*DATA EXCERPTS*:
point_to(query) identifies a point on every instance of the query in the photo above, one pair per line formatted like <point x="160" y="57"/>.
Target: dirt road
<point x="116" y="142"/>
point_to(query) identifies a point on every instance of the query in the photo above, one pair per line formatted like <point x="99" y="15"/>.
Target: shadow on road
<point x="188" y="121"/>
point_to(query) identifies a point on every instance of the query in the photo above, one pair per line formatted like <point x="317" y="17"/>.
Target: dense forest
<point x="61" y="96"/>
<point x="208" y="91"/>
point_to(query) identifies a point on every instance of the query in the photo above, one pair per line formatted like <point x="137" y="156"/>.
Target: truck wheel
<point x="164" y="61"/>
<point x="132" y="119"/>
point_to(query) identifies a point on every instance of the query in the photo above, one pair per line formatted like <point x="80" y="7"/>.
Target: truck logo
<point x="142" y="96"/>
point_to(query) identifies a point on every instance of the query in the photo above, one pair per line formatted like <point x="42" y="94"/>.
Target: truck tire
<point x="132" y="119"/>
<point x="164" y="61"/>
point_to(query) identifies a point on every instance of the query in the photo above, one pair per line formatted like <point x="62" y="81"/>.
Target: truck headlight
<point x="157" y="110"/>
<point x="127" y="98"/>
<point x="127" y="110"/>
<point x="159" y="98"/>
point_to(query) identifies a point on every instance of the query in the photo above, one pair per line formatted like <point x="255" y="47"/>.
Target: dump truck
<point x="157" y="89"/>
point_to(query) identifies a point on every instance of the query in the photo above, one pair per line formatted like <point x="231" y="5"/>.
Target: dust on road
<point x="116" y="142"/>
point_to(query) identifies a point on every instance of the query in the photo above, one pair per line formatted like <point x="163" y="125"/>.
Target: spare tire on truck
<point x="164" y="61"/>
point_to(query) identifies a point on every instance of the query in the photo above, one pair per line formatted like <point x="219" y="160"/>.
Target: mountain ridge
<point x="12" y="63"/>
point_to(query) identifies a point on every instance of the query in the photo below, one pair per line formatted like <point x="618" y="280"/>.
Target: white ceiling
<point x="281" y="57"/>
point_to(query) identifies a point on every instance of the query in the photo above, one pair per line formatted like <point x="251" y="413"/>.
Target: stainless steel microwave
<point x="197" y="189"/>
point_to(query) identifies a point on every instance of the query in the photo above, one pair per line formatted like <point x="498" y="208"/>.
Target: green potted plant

*EXERCISE*:
Set all of the records down again, exactly as they stand.

*EXERCISE SOLUTION*:
point_to(query) identifies a point on every instance of the query in the photo above, one pair per line formatted like <point x="160" y="57"/>.
Target: dirt road
<point x="116" y="142"/>
point_to(query) identifies a point on every instance of the query in the photo above, one pair per line formatted like <point x="99" y="15"/>.
Target: shadow on road
<point x="188" y="121"/>
point_to(query) identifies a point on every instance of the query in the photo above, one pair per line formatted like <point x="317" y="17"/>.
Target: dense forest
<point x="61" y="96"/>
<point x="208" y="91"/>
point_to(query) identifies a point on every instance of the query in the photo above, one pair per line formatted like <point x="137" y="156"/>.
Target: truck wheel
<point x="164" y="61"/>
<point x="132" y="119"/>
point_to(query) identifies a point on every instance of the query in the photo above, one pair per line formatted like <point x="80" y="7"/>.
Target: truck logo
<point x="142" y="96"/>
point_to(query) identifies a point on every instance of the query in the photo above, one pair per line formatted like <point x="42" y="94"/>.
Target: truck tire
<point x="132" y="119"/>
<point x="164" y="61"/>
point_to(query) identifies a point on every instance of the query in the photo above, one pair per line formatted like <point x="62" y="81"/>.
Target: truck headlight
<point x="157" y="110"/>
<point x="127" y="98"/>
<point x="127" y="110"/>
<point x="159" y="98"/>
point_to(query) identifies a point on every instance of the query in the photo above, one pair per line formatted like <point x="255" y="47"/>.
Target: dump truck
<point x="157" y="89"/>
point_to(query) identifies a point on every instance of the query in the photo above, one pair per line formatted like <point x="231" y="5"/>.
Target: dust on road
<point x="116" y="142"/>
point_to(query) identifies a point on every instance of the query in the photo above, one pair per line formatted like <point x="163" y="125"/>.
Target: spare tire on truck
<point x="164" y="61"/>
point_to(query) identifies a point on every instance of the query in the photo above, one pair per line formatted like <point x="219" y="160"/>.
Target: mountain ridge
<point x="12" y="63"/>
point_to(query) identifies a point on every instance of the query in the photo below, one pair per line formatted like <point x="618" y="280"/>.
Target: white ceiling
<point x="281" y="57"/>
point_to(query) identifies a point on every instance of the query in the photo above, one pair per line formatted like <point x="251" y="413"/>.
Target: stainless steel microwave
<point x="197" y="189"/>
point_to(query) identifies a point on every instance of the query in the photo above, one pair per line formatted like <point x="498" y="208"/>.
Target: green potted plant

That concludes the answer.